Beirut 8 August 2006
He takes a shower, eats lunch with his family, hands his wife a sum of money and goes to bed.
The wife calls the children to go with her to the supermarket: they’ll shop for food and toys from the husband’s wage. The kids are excited and noisy; “shush”, she says, putting her finger on her lips while they’re leaving the house. “Your dad needs to rest. He has to go back to work tomorrow. He works hard, you know”.
The dad is an Israeli soldier. He works hard, Marwa knows that.
***
Marwa (10) was in the small pick-up with 22 other people, her family and relatives, on July 15th 2006. They were trying to make it out of their village, Marwaheen. They believed the Israeli ultimatum that told them to evacuate the village within two hours. They know that when it comes to bombing, what Israel says, Israel does. So, while her parents were trying to figure out where they should go after the nearby UN base refused to hide them, Marwa and her sisters were playing “beit byout”.
Marwa was pretending she was answering a very important phone call on a fictive phone, and her sister Mirna (12) was pretending she was holding a tray with drinks on it, offering them to fictive guests speaking with an Egyptian accent.
Then suddenly, there was a huge BOOM. “The wind carried me far away, I woke up on the nearby rocks. Next to me, mama and Mirna were sleeping. I went to them to wake them up but the plane saw me and came towards me so I ran away. My brother Wissam was hit in his leg and he could not reach me, he was hiding behind a rock and when the ambulance came he was waving to them to stop. Mirna was sleeping the whole time “.

⁂

*ACTIVITY 1*: In the account of Marwa, what game were Marwa and her sisters playing in the pick-up?
*ACTIVITY 2*: Carry on the account of Marwa, starting right after its final sentence.
These rows were collected from a different source.

*Saved entries*:
⁂

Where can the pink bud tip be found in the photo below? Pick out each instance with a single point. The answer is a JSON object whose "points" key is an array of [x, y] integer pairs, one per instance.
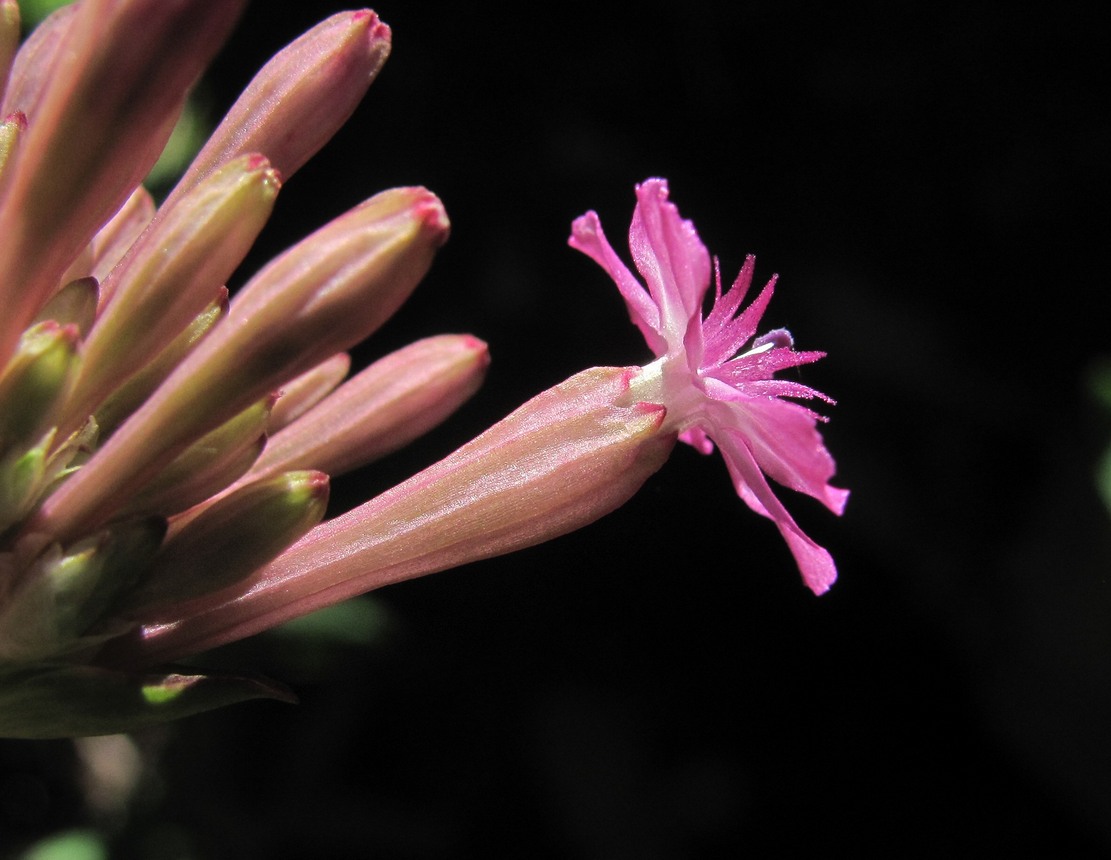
{"points": [[430, 212], [480, 349]]}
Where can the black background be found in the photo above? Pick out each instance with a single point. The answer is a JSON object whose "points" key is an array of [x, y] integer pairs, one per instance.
{"points": [[929, 181]]}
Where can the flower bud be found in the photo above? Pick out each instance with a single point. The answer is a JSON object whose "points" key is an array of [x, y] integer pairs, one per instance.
{"points": [[387, 406], [320, 297], [34, 60], [300, 99], [118, 81], [66, 701], [561, 461], [34, 380], [229, 541], [112, 241], [11, 132], [64, 592], [73, 305], [171, 271], [207, 466], [301, 393], [127, 398]]}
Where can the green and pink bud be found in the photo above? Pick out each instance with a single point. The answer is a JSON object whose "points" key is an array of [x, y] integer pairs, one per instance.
{"points": [[559, 462], [321, 297]]}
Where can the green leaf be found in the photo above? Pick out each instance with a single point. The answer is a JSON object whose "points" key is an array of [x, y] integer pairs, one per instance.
{"points": [[60, 701]]}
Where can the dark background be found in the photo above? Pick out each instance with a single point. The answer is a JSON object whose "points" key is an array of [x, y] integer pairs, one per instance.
{"points": [[929, 181]]}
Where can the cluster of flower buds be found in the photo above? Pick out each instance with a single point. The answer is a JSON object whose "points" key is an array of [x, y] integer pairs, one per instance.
{"points": [[164, 452]]}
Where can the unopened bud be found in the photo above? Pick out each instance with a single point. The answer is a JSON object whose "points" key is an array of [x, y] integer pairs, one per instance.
{"points": [[74, 303], [320, 297], [230, 541], [169, 276], [34, 380], [130, 396], [64, 592], [387, 406], [208, 466], [300, 99], [302, 392], [561, 461]]}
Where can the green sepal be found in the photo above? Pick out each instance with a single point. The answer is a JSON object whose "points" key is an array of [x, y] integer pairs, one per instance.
{"points": [[36, 381], [129, 396], [62, 599], [69, 701], [228, 542]]}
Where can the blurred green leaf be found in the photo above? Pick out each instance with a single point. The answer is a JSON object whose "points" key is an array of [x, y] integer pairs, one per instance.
{"points": [[72, 845]]}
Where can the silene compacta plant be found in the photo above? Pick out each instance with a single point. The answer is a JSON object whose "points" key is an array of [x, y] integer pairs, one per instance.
{"points": [[164, 452]]}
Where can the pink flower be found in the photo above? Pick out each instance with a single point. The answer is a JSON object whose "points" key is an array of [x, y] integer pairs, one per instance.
{"points": [[714, 392]]}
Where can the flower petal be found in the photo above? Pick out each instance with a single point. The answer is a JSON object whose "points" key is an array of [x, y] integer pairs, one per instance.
{"points": [[782, 438], [587, 236], [673, 261], [814, 562]]}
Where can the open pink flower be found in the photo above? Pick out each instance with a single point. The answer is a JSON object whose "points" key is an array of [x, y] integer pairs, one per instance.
{"points": [[713, 391]]}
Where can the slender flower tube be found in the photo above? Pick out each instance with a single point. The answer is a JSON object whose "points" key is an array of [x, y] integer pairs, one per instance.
{"points": [[299, 99], [156, 497], [131, 389], [320, 297], [562, 460], [301, 393], [713, 392], [107, 109]]}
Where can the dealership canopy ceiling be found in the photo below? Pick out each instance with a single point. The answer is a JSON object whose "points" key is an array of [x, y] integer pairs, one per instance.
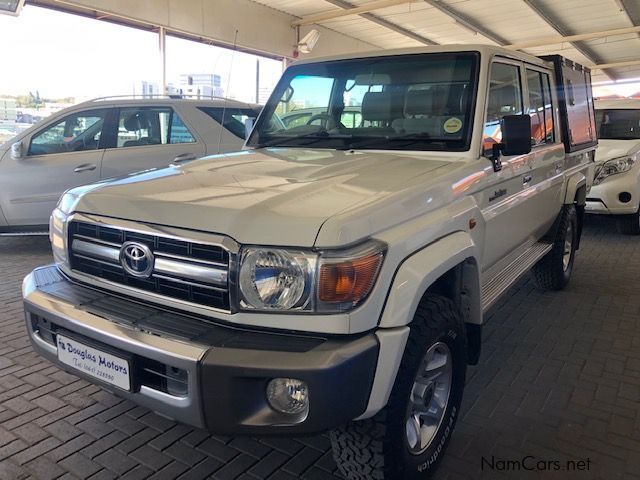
{"points": [[500, 22], [603, 34]]}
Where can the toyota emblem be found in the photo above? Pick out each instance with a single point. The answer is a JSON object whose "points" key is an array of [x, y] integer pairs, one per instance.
{"points": [[136, 259]]}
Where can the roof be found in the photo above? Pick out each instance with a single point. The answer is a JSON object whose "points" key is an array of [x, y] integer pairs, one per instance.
{"points": [[618, 103], [493, 22], [165, 100], [483, 49]]}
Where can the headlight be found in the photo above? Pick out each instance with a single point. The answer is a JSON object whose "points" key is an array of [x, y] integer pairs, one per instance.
{"points": [[274, 279], [613, 167], [58, 225]]}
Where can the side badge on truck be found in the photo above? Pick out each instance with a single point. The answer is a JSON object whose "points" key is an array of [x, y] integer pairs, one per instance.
{"points": [[497, 194]]}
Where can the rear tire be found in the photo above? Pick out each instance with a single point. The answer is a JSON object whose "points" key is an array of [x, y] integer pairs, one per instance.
{"points": [[629, 224], [385, 447], [553, 271]]}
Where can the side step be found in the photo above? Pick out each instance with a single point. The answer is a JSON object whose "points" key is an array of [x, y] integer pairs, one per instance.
{"points": [[24, 234], [504, 279]]}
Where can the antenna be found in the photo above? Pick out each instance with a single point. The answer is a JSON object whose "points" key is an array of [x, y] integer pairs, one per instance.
{"points": [[224, 105]]}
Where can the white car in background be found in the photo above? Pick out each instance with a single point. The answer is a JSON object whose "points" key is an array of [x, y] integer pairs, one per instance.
{"points": [[105, 138], [616, 187]]}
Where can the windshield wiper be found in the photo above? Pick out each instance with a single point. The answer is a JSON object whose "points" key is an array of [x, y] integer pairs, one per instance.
{"points": [[310, 138], [409, 138]]}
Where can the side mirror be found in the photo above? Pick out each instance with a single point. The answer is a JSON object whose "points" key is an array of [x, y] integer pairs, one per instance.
{"points": [[17, 150], [516, 138]]}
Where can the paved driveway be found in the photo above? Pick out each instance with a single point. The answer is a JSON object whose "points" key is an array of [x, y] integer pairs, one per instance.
{"points": [[559, 380]]}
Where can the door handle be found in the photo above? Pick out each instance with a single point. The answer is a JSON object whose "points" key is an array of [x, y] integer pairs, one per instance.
{"points": [[85, 167], [185, 157]]}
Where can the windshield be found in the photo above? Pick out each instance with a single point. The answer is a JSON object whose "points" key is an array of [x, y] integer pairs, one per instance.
{"points": [[417, 102], [618, 124]]}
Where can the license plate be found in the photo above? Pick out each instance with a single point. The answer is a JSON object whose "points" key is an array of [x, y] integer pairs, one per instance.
{"points": [[96, 363]]}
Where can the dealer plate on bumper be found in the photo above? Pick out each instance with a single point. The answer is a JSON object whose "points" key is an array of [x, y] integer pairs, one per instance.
{"points": [[96, 363]]}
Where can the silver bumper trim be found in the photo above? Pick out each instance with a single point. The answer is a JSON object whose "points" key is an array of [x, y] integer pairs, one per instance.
{"points": [[171, 352]]}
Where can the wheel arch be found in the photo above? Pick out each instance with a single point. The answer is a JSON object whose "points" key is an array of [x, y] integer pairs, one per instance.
{"points": [[448, 267]]}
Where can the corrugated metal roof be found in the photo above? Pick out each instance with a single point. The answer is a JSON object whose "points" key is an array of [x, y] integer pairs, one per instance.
{"points": [[512, 20]]}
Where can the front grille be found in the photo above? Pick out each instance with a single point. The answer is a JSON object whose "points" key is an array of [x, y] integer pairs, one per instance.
{"points": [[184, 270]]}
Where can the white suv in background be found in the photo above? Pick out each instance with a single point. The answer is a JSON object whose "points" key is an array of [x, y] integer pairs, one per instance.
{"points": [[106, 138], [616, 187]]}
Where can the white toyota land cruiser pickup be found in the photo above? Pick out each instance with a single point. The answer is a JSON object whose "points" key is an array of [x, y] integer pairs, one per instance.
{"points": [[331, 276], [616, 187]]}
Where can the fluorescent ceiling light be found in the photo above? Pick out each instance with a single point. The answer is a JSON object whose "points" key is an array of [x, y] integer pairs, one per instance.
{"points": [[11, 7], [309, 41]]}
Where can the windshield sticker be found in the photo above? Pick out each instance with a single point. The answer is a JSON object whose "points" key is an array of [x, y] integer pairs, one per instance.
{"points": [[452, 125]]}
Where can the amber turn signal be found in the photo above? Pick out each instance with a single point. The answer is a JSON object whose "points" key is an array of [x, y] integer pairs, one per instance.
{"points": [[350, 280]]}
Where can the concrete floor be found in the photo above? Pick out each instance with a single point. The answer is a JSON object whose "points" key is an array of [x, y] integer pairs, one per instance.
{"points": [[559, 380]]}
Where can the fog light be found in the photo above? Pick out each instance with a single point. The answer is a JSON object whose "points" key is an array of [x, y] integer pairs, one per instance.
{"points": [[624, 197], [288, 395]]}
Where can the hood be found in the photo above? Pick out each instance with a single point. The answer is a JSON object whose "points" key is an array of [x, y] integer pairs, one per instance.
{"points": [[272, 197], [608, 149]]}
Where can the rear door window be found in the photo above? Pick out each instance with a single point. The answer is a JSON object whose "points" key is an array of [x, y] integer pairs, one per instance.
{"points": [[540, 108], [505, 98], [74, 133], [142, 126], [232, 118]]}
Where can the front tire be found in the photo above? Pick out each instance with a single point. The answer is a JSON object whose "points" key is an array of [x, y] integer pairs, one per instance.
{"points": [[553, 271], [406, 440], [629, 224]]}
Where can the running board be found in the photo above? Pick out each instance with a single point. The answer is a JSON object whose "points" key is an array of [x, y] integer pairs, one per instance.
{"points": [[24, 234], [504, 279]]}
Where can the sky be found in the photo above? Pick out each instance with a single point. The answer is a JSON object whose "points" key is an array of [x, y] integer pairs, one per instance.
{"points": [[63, 55]]}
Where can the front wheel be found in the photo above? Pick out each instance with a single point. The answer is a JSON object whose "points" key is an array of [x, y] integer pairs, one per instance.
{"points": [[553, 271], [406, 440]]}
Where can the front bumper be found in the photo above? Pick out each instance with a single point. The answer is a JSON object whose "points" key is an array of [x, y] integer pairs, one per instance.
{"points": [[605, 197], [200, 372]]}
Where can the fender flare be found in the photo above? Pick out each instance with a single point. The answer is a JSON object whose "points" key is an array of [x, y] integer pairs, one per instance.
{"points": [[574, 183], [420, 270], [412, 279]]}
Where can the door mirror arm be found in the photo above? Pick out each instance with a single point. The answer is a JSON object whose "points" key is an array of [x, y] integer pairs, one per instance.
{"points": [[516, 139], [17, 150], [496, 153]]}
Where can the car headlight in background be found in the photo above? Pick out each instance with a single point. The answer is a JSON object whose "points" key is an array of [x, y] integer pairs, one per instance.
{"points": [[613, 167], [276, 279], [58, 235], [58, 226]]}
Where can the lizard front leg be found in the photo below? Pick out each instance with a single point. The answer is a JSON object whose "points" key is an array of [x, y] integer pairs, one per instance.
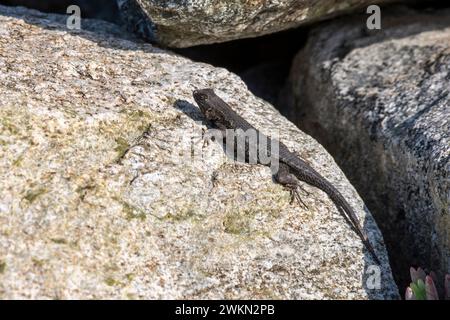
{"points": [[290, 182]]}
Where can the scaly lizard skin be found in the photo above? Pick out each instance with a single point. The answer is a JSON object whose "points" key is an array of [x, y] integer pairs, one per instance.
{"points": [[291, 170]]}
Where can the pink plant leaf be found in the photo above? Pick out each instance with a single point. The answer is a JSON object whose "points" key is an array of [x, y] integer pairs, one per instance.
{"points": [[413, 273], [434, 276], [447, 287], [431, 289]]}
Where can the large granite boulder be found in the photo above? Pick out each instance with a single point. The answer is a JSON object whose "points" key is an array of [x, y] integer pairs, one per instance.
{"points": [[103, 194], [187, 23], [380, 102]]}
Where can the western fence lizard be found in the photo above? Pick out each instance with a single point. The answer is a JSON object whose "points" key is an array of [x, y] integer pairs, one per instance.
{"points": [[291, 170]]}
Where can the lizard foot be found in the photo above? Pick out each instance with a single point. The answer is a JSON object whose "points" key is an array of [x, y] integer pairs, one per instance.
{"points": [[296, 196]]}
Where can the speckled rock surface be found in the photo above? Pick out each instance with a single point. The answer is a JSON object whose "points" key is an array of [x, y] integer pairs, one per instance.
{"points": [[104, 195], [379, 101], [186, 23]]}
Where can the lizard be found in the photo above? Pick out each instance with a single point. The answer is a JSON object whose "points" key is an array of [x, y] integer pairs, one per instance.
{"points": [[292, 169]]}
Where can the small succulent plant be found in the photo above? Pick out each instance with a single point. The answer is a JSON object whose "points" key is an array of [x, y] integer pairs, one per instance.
{"points": [[422, 286]]}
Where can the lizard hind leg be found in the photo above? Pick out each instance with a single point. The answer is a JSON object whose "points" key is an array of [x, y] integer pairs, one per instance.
{"points": [[290, 182]]}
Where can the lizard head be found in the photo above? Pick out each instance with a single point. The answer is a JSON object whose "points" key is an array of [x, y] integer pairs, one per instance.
{"points": [[205, 99]]}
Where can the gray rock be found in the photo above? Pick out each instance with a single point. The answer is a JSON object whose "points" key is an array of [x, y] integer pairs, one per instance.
{"points": [[379, 101], [105, 193], [187, 23]]}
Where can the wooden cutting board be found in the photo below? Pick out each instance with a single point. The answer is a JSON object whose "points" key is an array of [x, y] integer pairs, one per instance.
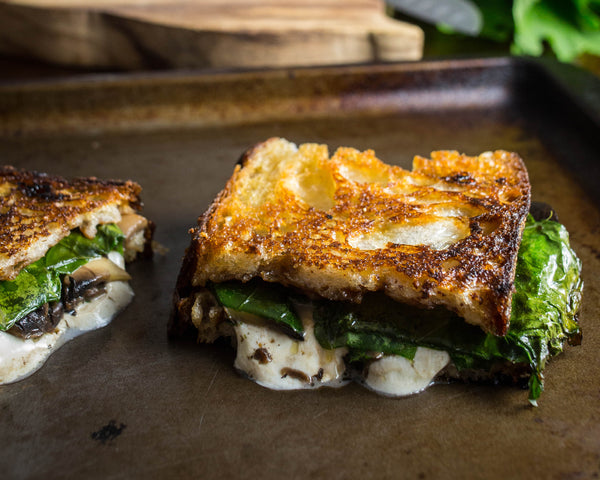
{"points": [[138, 34]]}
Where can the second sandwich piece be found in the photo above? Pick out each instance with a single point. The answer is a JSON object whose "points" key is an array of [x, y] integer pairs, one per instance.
{"points": [[324, 268]]}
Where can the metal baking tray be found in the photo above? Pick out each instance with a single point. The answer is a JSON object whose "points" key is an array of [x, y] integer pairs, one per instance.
{"points": [[125, 402]]}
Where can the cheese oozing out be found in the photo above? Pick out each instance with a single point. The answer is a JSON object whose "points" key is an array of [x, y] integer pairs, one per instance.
{"points": [[397, 376], [276, 361], [20, 357]]}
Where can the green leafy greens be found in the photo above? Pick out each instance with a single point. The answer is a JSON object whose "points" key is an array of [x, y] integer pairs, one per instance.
{"points": [[548, 294], [40, 282], [265, 300]]}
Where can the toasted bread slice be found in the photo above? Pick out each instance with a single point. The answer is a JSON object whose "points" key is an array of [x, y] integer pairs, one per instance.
{"points": [[446, 233], [37, 210]]}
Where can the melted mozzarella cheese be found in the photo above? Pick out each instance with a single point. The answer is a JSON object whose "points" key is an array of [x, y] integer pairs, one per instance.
{"points": [[394, 375], [274, 360], [19, 357]]}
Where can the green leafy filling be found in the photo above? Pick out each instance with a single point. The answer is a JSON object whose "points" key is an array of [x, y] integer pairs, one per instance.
{"points": [[270, 301], [40, 282], [548, 294]]}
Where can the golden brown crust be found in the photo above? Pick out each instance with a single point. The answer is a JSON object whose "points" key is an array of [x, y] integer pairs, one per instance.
{"points": [[446, 233], [37, 210]]}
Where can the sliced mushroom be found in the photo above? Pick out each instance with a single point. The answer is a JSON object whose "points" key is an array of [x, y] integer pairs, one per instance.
{"points": [[88, 281], [134, 227], [38, 322]]}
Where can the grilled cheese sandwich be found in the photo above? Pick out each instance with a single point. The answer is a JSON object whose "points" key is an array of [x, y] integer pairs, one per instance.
{"points": [[63, 246], [349, 231]]}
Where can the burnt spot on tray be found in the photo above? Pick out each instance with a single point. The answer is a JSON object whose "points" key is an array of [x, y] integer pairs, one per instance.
{"points": [[108, 432]]}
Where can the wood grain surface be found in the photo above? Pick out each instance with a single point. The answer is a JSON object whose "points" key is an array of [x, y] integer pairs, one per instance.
{"points": [[135, 34]]}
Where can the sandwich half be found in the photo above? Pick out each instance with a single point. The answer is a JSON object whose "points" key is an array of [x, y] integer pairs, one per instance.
{"points": [[323, 269], [63, 247]]}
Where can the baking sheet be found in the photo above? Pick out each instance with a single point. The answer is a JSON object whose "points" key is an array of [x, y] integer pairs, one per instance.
{"points": [[125, 402]]}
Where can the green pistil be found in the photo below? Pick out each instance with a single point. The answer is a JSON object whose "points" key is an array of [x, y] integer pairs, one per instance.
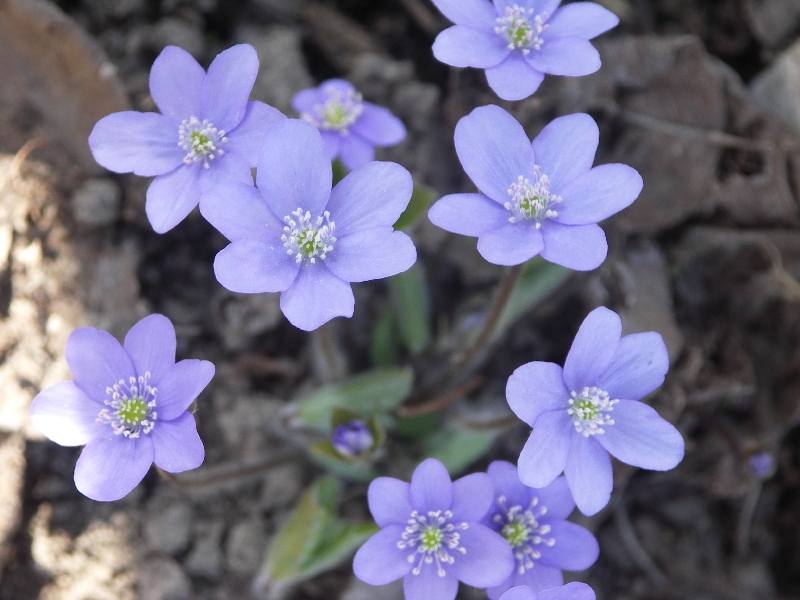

⁂

*WRITTEN ANSWER 1*: They were playing "beit byout".

*WRITTEN ANSWER 2*:
That is what Marwa recalls. But Wissam (15) tells a different story: “After the first explosion, Mirna was standing alone, crying. I crawled towards her because my leg was bleeding but a shell fell between us before I could reach her, and Mirna was no more”.
Marwa, from her hospital bed in Beirut, calls Mirna everyday but she always gets Wissam instead. For her, Mirna is still sleeping. During her first five days in the hospital where they treating her wounds and burns, Marwa would wake up in the middle of the night, yelling and crying for her mother. Marwa is safe now in a house in Beirut with a sister who was not in the south when that little incident happen.
Marwa is waiting for her mother Zahra (51), Mirna and her brother Hadi to wake up and join her in her refuge.
She keeps two pictures of Hadi: one of him when he was eight months old, and another when he was five, days before he was killed.
Marwa wears a pink sweater her mom had bought her and refuses to change it. She says that she prays every night before she sleeps. “I read the Fatiha and pray that my mom will come soon, that the war ends”, then she adds shyly, “I also ask God not to forgive Israel. I know this is mean, but I promise that when the war will be over I will stop asking that”.
Marwa won’t keep her promise. Sometime soon, even before the war is over, she will find out her mother, sister and brother are not sleeping anymore.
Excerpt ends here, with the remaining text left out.